§ **GOAL**
Count the lines in the items below that contain the word "tree" and reply with only that number.

§ **INPUT**
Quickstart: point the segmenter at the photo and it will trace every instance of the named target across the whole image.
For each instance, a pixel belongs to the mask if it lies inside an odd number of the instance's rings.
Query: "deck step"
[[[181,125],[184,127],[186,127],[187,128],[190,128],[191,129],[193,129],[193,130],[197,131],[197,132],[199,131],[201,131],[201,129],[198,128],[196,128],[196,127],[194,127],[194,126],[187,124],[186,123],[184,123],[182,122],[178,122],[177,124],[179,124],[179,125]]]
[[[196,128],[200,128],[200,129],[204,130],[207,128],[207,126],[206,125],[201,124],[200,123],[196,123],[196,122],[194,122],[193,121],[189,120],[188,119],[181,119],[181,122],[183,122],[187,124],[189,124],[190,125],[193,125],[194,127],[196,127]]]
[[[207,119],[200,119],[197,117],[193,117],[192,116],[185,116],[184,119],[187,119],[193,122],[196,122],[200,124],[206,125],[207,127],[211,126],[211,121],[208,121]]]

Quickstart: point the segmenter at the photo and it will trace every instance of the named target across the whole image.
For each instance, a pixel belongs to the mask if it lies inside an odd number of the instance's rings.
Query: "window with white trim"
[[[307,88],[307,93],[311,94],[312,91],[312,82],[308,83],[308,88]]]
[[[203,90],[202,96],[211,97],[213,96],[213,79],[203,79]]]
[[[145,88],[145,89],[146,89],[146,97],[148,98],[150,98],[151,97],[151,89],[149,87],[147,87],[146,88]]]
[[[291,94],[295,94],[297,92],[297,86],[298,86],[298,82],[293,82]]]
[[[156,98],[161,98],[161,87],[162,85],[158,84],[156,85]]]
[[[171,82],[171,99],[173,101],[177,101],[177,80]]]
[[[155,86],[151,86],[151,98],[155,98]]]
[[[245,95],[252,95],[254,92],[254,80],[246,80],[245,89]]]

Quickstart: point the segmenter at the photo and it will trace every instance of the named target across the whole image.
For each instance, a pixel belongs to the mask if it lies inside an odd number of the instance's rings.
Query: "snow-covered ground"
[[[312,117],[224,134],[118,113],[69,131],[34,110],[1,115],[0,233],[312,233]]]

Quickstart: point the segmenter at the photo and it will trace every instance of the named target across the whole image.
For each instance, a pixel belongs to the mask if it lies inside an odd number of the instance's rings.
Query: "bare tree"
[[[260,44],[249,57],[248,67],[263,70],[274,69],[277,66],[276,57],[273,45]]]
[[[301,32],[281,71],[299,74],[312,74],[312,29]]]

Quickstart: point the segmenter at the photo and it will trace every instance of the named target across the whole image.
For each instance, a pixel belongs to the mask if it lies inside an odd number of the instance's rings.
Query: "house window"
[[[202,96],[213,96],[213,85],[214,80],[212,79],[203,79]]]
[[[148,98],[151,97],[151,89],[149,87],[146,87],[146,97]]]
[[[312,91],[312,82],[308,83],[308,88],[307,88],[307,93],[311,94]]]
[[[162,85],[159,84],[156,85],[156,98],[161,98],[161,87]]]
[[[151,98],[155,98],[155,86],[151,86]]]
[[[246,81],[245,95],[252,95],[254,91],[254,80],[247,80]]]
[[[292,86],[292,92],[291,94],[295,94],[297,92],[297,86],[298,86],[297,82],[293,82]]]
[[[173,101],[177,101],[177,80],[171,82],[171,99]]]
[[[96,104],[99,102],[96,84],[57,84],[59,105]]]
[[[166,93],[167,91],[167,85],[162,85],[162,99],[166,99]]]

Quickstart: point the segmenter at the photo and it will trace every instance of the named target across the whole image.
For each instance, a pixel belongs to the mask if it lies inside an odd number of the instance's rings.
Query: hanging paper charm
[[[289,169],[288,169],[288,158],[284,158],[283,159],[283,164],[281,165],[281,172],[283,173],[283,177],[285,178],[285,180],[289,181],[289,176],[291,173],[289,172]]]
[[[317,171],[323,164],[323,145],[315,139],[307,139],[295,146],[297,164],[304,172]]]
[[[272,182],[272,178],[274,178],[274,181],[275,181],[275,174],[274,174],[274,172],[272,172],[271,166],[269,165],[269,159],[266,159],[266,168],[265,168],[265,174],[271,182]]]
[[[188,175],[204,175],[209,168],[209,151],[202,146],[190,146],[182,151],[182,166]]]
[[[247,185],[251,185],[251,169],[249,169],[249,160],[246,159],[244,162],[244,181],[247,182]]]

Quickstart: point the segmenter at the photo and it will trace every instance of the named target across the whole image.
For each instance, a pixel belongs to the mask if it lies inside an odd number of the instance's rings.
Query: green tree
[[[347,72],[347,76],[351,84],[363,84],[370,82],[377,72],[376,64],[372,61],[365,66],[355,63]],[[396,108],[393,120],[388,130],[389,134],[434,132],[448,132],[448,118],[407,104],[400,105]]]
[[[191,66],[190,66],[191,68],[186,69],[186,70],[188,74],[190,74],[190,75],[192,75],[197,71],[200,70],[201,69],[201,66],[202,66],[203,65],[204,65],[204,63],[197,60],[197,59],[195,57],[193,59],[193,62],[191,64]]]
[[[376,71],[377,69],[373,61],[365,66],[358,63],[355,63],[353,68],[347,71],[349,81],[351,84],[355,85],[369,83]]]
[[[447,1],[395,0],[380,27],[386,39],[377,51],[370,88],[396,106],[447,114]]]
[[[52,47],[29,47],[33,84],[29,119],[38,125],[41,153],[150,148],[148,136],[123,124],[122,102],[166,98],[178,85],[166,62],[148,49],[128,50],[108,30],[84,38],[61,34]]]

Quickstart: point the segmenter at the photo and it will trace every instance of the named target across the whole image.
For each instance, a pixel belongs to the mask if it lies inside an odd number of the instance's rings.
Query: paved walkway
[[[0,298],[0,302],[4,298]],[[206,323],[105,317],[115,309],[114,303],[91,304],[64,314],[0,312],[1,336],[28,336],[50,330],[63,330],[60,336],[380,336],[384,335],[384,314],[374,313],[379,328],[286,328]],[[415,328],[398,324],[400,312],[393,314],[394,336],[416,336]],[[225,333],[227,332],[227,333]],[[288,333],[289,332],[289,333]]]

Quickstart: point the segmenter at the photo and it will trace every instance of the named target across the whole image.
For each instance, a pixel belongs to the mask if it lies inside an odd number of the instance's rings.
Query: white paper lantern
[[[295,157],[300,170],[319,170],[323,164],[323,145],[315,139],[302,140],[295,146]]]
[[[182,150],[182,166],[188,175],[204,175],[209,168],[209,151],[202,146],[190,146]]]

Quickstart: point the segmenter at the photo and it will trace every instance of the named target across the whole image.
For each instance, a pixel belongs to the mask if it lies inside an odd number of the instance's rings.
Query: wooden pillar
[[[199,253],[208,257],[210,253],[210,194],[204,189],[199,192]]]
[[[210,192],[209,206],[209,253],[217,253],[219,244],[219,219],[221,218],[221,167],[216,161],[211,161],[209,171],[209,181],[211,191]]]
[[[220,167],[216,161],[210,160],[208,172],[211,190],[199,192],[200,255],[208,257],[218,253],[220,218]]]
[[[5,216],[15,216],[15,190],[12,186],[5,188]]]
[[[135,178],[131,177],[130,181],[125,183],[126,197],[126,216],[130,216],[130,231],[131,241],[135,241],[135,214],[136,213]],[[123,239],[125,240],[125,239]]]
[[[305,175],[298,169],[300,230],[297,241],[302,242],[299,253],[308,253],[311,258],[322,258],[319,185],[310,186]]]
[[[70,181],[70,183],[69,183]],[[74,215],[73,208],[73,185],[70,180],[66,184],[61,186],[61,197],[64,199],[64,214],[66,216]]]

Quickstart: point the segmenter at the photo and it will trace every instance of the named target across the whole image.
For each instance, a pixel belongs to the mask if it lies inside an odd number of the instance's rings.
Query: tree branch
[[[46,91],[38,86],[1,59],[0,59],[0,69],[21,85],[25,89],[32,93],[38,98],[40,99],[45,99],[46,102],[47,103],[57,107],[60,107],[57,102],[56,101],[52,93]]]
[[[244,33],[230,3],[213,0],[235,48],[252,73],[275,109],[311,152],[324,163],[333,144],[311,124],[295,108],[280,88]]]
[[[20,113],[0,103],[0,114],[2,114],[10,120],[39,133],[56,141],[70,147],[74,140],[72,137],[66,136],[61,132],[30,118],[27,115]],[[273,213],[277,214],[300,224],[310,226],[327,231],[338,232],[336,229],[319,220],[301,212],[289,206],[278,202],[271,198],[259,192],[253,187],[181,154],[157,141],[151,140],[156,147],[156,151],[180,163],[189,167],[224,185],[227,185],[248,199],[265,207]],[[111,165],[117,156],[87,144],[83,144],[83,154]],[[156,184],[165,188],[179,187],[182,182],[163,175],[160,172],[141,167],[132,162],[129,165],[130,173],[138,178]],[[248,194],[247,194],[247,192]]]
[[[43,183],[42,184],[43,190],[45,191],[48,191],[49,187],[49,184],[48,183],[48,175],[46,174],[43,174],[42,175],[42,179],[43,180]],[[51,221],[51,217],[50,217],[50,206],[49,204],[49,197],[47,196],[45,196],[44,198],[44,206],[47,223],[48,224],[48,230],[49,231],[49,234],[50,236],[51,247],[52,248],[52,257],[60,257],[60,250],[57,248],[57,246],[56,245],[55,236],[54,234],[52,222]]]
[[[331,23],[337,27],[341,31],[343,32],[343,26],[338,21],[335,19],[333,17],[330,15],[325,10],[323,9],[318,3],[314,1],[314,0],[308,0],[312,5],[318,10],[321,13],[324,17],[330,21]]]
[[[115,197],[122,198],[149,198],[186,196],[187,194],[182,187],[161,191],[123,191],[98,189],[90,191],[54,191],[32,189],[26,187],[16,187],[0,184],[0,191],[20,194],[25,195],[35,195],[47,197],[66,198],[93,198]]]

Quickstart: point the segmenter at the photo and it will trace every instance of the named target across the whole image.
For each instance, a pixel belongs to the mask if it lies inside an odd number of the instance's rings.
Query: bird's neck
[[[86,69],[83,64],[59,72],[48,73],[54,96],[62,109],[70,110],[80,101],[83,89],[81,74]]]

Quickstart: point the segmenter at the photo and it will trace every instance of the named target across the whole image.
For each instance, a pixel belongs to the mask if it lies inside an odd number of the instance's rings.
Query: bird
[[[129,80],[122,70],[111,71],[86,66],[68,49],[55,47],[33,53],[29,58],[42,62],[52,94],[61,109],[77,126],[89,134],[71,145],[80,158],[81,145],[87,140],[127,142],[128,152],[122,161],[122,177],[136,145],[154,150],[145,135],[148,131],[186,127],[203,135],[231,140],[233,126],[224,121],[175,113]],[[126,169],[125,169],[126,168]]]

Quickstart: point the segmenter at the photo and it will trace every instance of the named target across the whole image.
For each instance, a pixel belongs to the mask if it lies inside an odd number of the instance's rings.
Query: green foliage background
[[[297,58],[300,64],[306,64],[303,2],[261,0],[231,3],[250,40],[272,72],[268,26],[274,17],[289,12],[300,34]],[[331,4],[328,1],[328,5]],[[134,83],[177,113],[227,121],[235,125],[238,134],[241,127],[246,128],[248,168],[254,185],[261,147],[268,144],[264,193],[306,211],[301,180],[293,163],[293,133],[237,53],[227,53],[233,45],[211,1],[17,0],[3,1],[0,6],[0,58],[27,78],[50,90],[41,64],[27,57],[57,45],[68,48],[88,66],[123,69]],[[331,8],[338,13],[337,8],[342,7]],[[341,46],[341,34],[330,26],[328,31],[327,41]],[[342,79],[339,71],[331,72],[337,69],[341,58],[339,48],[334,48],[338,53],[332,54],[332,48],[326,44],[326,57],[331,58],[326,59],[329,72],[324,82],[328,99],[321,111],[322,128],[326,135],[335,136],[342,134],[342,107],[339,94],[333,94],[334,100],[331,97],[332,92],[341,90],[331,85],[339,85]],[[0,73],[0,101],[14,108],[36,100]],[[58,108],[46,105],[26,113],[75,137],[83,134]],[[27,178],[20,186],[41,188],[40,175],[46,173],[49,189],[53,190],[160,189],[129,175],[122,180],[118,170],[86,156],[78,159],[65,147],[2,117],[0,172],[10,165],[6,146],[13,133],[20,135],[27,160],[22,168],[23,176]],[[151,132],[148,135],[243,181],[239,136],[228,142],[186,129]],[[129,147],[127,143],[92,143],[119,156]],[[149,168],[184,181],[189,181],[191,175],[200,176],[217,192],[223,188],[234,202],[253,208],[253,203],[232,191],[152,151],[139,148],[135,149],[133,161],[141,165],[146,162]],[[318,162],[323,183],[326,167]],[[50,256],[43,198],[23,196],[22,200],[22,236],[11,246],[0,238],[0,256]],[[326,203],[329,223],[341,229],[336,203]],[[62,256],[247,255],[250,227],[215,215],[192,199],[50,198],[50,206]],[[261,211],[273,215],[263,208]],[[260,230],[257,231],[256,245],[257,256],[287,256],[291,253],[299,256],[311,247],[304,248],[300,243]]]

§ **CORRECT OUTPUT**
3